(Natural language region descriptions)
[Start of Attachment]
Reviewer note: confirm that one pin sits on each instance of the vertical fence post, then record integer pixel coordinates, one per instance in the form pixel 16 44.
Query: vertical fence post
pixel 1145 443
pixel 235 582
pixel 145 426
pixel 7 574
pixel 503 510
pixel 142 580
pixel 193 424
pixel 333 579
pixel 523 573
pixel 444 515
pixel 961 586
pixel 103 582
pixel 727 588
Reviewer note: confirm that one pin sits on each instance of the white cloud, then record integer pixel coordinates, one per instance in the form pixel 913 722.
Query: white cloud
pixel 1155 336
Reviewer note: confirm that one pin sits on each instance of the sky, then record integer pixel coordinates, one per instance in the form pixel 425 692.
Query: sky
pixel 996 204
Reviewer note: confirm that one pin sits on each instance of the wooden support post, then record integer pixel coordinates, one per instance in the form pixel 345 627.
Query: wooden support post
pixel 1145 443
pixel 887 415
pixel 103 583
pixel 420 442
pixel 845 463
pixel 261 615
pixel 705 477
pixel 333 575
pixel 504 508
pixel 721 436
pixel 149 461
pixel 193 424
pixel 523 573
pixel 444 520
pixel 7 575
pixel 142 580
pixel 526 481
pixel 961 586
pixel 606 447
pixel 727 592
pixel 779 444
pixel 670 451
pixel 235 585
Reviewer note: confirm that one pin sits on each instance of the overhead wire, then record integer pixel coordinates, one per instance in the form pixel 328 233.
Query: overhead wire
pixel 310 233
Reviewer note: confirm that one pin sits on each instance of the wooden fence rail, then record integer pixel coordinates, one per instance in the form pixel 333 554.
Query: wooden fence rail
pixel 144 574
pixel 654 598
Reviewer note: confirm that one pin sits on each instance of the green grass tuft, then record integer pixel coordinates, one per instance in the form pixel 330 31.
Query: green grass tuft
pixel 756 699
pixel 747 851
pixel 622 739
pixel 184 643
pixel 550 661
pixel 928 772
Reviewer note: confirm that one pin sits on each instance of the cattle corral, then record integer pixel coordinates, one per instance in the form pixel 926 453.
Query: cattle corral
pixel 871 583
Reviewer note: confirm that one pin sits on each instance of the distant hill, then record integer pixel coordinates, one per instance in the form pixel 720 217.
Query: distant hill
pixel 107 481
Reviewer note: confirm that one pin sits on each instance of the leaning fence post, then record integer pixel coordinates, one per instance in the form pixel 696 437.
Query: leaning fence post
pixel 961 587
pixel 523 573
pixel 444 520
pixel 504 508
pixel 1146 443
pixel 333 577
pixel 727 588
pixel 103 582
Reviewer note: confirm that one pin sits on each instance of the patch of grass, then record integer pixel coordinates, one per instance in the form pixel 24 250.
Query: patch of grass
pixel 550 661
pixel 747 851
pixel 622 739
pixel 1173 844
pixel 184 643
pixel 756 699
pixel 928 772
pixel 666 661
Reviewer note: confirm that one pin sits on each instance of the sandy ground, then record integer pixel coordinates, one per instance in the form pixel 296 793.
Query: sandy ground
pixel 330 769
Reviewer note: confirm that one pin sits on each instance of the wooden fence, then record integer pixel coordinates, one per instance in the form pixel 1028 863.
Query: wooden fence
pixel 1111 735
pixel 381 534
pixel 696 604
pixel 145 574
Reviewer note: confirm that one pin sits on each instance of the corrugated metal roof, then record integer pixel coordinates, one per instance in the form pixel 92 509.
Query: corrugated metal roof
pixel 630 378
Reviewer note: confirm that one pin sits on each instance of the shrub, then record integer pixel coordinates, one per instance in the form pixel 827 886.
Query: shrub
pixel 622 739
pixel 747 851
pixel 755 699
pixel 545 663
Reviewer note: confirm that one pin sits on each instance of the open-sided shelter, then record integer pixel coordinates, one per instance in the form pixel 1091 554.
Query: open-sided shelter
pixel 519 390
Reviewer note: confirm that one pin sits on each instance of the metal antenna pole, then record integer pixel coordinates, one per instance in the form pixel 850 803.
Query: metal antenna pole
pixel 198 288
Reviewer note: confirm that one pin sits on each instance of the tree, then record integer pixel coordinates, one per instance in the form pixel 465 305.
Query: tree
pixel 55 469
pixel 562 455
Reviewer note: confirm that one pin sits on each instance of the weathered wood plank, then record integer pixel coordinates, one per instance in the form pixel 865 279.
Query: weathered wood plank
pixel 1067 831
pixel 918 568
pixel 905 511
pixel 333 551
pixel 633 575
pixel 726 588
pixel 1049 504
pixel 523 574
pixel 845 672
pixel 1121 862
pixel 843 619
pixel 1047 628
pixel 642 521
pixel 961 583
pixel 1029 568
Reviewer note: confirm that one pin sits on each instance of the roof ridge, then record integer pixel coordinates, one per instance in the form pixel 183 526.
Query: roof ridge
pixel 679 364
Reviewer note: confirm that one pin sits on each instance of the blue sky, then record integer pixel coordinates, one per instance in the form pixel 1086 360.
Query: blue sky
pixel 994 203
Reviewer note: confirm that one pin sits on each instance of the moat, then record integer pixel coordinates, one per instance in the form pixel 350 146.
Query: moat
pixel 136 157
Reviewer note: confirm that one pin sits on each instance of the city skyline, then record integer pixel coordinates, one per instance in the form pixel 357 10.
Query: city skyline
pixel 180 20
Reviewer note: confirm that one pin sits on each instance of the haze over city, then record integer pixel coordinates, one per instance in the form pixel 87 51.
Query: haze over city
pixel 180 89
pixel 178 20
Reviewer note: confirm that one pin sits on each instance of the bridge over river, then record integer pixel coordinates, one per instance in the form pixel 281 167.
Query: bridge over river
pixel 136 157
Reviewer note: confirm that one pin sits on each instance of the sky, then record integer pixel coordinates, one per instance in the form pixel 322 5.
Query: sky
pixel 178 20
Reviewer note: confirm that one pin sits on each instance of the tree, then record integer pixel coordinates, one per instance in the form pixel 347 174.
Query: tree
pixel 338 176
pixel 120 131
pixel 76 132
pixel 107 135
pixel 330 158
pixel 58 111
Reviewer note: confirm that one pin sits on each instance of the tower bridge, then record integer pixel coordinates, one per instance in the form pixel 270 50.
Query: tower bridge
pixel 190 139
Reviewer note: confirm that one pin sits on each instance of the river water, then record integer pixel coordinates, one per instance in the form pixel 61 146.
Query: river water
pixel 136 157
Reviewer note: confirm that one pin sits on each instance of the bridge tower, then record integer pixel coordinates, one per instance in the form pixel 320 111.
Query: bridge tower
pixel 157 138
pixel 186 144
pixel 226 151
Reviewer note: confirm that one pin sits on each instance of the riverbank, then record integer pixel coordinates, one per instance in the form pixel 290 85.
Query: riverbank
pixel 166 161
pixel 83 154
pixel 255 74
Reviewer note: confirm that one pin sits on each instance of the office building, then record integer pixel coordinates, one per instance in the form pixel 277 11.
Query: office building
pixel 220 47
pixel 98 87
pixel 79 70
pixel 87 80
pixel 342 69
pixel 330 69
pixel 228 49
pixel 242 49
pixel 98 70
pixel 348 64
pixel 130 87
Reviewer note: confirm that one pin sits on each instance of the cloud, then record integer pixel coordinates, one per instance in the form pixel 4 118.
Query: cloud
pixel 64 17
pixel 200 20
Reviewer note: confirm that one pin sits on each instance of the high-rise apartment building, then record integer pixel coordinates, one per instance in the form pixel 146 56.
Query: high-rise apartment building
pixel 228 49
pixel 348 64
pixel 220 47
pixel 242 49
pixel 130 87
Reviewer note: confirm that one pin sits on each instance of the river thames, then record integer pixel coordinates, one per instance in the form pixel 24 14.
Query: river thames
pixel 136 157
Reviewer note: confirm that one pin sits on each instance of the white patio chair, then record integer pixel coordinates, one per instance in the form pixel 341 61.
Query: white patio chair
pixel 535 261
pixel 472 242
[End of Attachment]
What is expected
Every record must appear in the answer exactly as it does above.

Finished exercise
Reviewer note: confirm that one pin sits on each instance of the vertical fence post, then record integer pixel coordinates, one per instance in the form pixel 16 44.
Query: vertical fence post
pixel 1145 443
pixel 235 582
pixel 145 426
pixel 7 574
pixel 503 510
pixel 142 580
pixel 193 424
pixel 333 579
pixel 523 573
pixel 444 515
pixel 961 586
pixel 103 582
pixel 727 588
Reviewer note: confirm that one pin sits on each instance of the white cloud, then record integer pixel coordinates, one per instance in the form pixel 913 722.
Query: white cloud
pixel 1155 336
Reviewer note: confirm that one pin sits on each instance of the sky, then record integer pixel coordinates, one per instance in the form pixel 425 692.
Query: sky
pixel 996 204
Reviewer note: confirm that one pin sits on each instance of the wooden support post, then record integer pixel coordinates, one per instance in the form pixel 345 627.
Query: wooden support post
pixel 1145 443
pixel 887 415
pixel 103 583
pixel 420 442
pixel 845 463
pixel 261 615
pixel 705 477
pixel 333 575
pixel 504 508
pixel 721 436
pixel 149 461
pixel 193 424
pixel 523 573
pixel 444 520
pixel 7 575
pixel 142 580
pixel 526 481
pixel 961 586
pixel 606 447
pixel 727 592
pixel 779 444
pixel 670 451
pixel 235 585
Reviewer note: confirm that one pin sits on each instance of the overhead wire, then record integer pixel coordinates, one per instance in the form pixel 328 233.
Query: overhead wire
pixel 310 233
Reviewer note: confirm that one pin sits on each instance of the wooden fence rail, then record integer pixel coordinates, one per instance in the form pixel 333 554.
Query: wooden fence rail
pixel 144 574
pixel 654 598
Reviewer note: confirm that one pin sits on each instance of the green grass tuft, then record integer pixel coordinates, one per instance in the form pixel 330 31.
Query: green grass tuft
pixel 756 699
pixel 747 851
pixel 622 739
pixel 184 643
pixel 550 661
pixel 928 772
Reviewer note: confirm that one pin sits on each instance of the cattle corral, then record integer pixel coordinates, one per instance in the form pixel 926 453.
Query: cattle corral
pixel 871 583
Reviewer note: confirm that one pin sits on each instance of the distant hill, then record integer pixel coordinates, one per instance in the form pixel 720 217.
Query: distant hill
pixel 107 481
Reviewer note: confirm that one pin sits on each instance of the leaning fence post, then record integer pixel coordinates, one per instance in the form pixel 696 437.
Query: leaning fence post
pixel 961 587
pixel 523 573
pixel 444 520
pixel 504 508
pixel 1146 443
pixel 333 577
pixel 727 588
pixel 103 582
Reviewer note: confirm that one pin sits on each instance of the patch of grass, then record integer pixel coordinates, one per instance in the form pixel 24 250.
Query: patch of grass
pixel 550 661
pixel 747 851
pixel 622 739
pixel 1173 844
pixel 184 643
pixel 756 699
pixel 928 772
pixel 666 661
Reviewer note: confirm that one pin sits on each instance of the sandy ground, then record integer pixel coordinates, one per instance in the form pixel 296 793.
Query: sandy ground
pixel 330 769
Reviewer note: confirm that one pin sits on each instance of the wooden fence, then record integer pixel coordinates, one per instance in the form pixel 1028 863.
Query: wooden fence
pixel 1111 735
pixel 381 534
pixel 696 604
pixel 145 574
Reviewer note: confirm that one pin sits on each instance of the corrugated metal roof, then record integer pixel coordinates, one per instance in the form pixel 92 509.
Query: corrugated metal roof
pixel 630 378
Reviewer note: confirm that one pin sits on each instance of the shrub, then record integer pixel coordinates, one per instance in the form pixel 827 886.
Query: shrub
pixel 622 739
pixel 747 851
pixel 755 699
pixel 545 663
Reviewer note: confirm that one pin sits on each instance of the open-sided shelter, then record integer pixel coordinates, one per instance in the form pixel 1091 554.
Query: open-sided shelter
pixel 519 390
Reviewer note: confirm that one pin sits on each instance of the metal antenna pole, then record integer pixel coordinates, one per instance in the form pixel 850 803.
Query: metal antenna pole
pixel 198 288
Reviewer note: confirm that one pin sits on each instance of the tree, then record integer pixel coordinates, one per instance in the form pixel 465 305.
Query: tree
pixel 55 469
pixel 562 455
Reviewer note: confirm that one pin sits on each instance of the weathered wood plank, then record integer pixel coordinates, one per instance in the form pixel 865 279.
Query: weathered wood plank
pixel 1067 831
pixel 918 568
pixel 905 511
pixel 333 551
pixel 633 575
pixel 726 588
pixel 1049 504
pixel 523 574
pixel 845 672
pixel 1121 862
pixel 843 619
pixel 1047 628
pixel 642 521
pixel 961 583
pixel 1029 568
Reviewer note: confirm that one pin sits on each instance of the roof ridge, then record integer pixel coordinates, one per instance in the form pixel 183 526.
Query: roof ridge
pixel 679 364
Reviewer note: confirm that one pin sits on each instance of the blue sky, then record integer pixel coordinates, one per instance in the form pixel 1086 360.
Query: blue sky
pixel 994 203
Reviewer note: confirm that one pin sits on each instance of the moat, then record integer pixel coordinates, one per instance in the form pixel 350 146.
Query: moat
pixel 136 157
Reviewer note: confirm that one pin sits on each instance of the city skyline, then record integer pixel coordinates, one per instance in the form pixel 357 10.
Query: city skyline
pixel 180 20
Reviewer note: confirm that one pin sits on each instance of the haze over city, then record integer pixel coordinates, one per instance in the form pixel 87 51.
Query: haze over city
pixel 180 89
pixel 178 20
Reviewer note: confirm that one pin sits on each instance of the bridge over river, then record integer pixel coordinates, one per instance in the form pixel 281 167.
Query: bridge over river
pixel 136 157
Reviewer note: confirm that one pin sits on each instance of the sky, then record integer pixel coordinates, one per instance in the form pixel 322 5.
Query: sky
pixel 178 20
Reviewer note: confirm that one pin sits on each instance of the tree, then record integer pixel coordinates, one per instance in the form pixel 347 174.
Query: tree
pixel 338 176
pixel 120 131
pixel 76 132
pixel 107 135
pixel 330 158
pixel 58 111
Reviewer note: confirm that one pin sits on each instance of the tower bridge, then record integer pixel coordinates, one per instance in the form pixel 270 50.
Query: tower bridge
pixel 190 139
Reviewer note: confirm that one pin sits on each instance of the river water, then record integer pixel coordinates, one per instance in the form pixel 61 146.
Query: river water
pixel 136 157
Reviewer note: confirm that one pin sits on each instance of the bridge tower, then record integer pixel coordinates, one per instance in the form pixel 320 111.
Query: bridge tower
pixel 157 138
pixel 186 144
pixel 226 151
Reviewer note: confirm that one pin sits on each instance of the riverbank, then record integer pixel coordinates, one per instance in the form pixel 290 85.
Query: riverbank
pixel 166 161
pixel 83 154
pixel 255 74
Reviewer note: confirm that one pin sits on each instance of the office building, then record integer pixel coordinates, one per instance in the form pixel 277 11.
Query: office building
pixel 220 47
pixel 98 87
pixel 79 70
pixel 87 80
pixel 342 69
pixel 330 69
pixel 228 49
pixel 242 49
pixel 98 70
pixel 348 64
pixel 130 87
Reviewer note: confirm that one pin sits on each instance of the cloud, then record integer pixel coordinates, one per instance in the form pixel 4 118.
Query: cloud
pixel 64 17
pixel 200 20
Reviewer note: confirm that one pin sits on each instance of the high-rise apartment building, then record integer pixel coordinates, one per instance in the form pixel 146 56.
Query: high-rise apartment building
pixel 228 49
pixel 348 64
pixel 220 47
pixel 242 49
pixel 130 87
Reviewer note: confirm that one pin sits on each instance of the river thames, then record integer pixel coordinates, one per instance in the form pixel 24 14.
Query: river thames
pixel 136 157
Reviewer note: confirm that one pin sits on each instance of the white patio chair, then record integer pixel coordinates, one per instance in the form pixel 341 61.
Query: white patio chair
pixel 535 261
pixel 472 242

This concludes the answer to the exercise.